Material to process
START
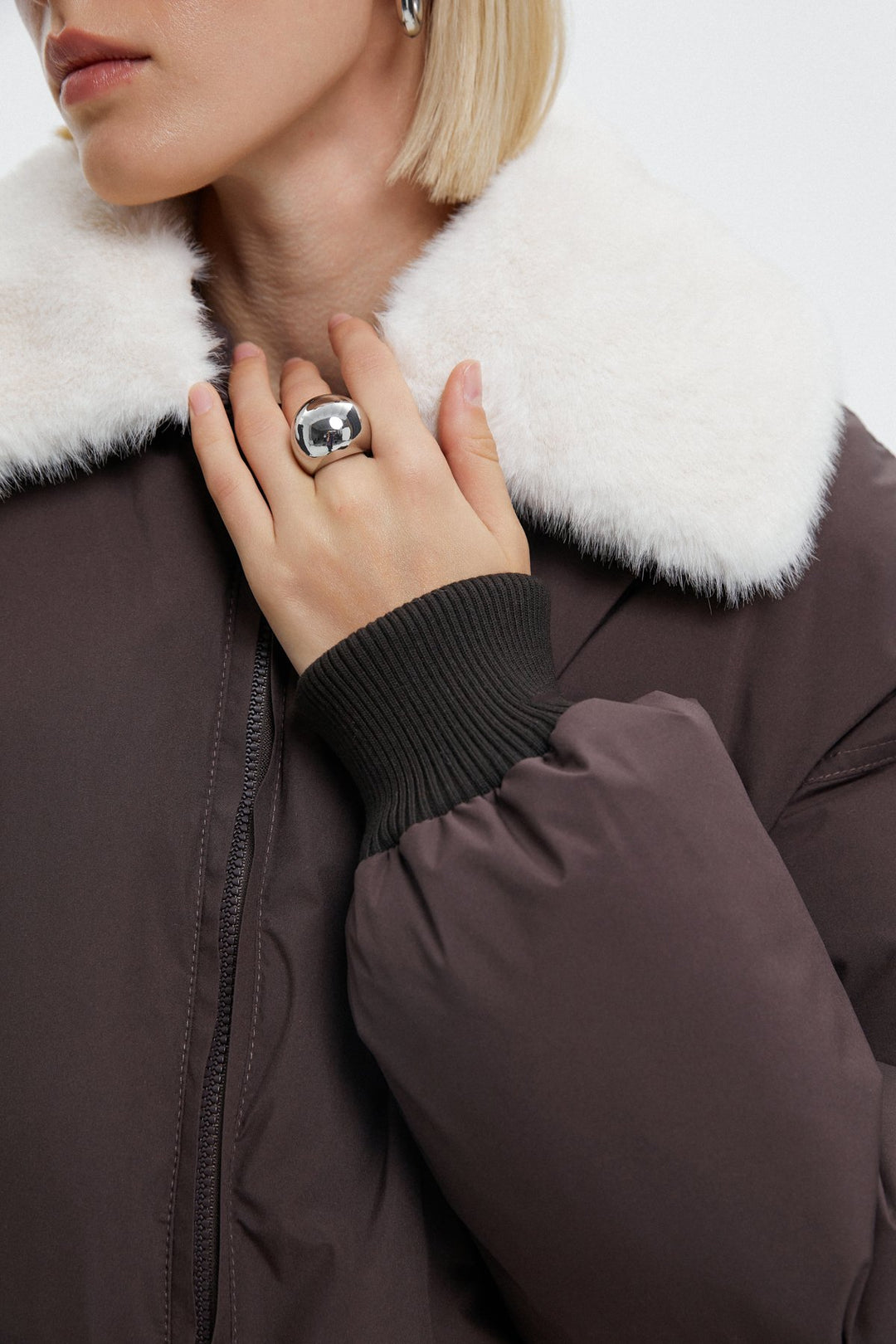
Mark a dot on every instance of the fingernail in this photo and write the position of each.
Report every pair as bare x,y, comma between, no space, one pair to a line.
473,383
201,398
245,351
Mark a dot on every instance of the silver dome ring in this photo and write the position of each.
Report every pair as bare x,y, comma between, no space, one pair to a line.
327,429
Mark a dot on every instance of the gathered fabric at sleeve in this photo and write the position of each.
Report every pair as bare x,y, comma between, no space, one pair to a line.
592,983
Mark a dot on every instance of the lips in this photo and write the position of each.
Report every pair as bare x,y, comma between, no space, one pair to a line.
73,49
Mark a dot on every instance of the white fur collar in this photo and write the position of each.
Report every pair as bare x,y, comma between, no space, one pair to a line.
659,394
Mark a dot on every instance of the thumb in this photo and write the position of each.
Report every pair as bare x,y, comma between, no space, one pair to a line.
472,453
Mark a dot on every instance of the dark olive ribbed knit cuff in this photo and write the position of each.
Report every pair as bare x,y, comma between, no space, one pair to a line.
431,704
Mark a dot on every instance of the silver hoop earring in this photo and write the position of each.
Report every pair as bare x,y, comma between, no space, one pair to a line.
411,15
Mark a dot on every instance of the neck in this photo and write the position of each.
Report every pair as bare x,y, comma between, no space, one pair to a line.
306,226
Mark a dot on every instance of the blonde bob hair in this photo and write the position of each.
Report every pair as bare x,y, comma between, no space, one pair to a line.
490,73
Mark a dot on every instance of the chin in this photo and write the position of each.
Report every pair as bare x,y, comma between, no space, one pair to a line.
125,175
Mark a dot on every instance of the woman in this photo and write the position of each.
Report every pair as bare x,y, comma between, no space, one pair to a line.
448,894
END
Required task
Extract the lines word for word, starting at the line that contains "Mark a dot on every instance of the chin" and ending at the last line of the records, with both of those lines included.

Completed exercise
Mark a dot on every instance of the chin in this photo and write the position of each.
Report every pair as bare x,y, comma between, no space, one pair to a line.
125,175
Mark a dot on every instance of the woman in this photo and write the position of each.
Report every pair as bare x,y, comma between, no space, one pair to a line.
448,894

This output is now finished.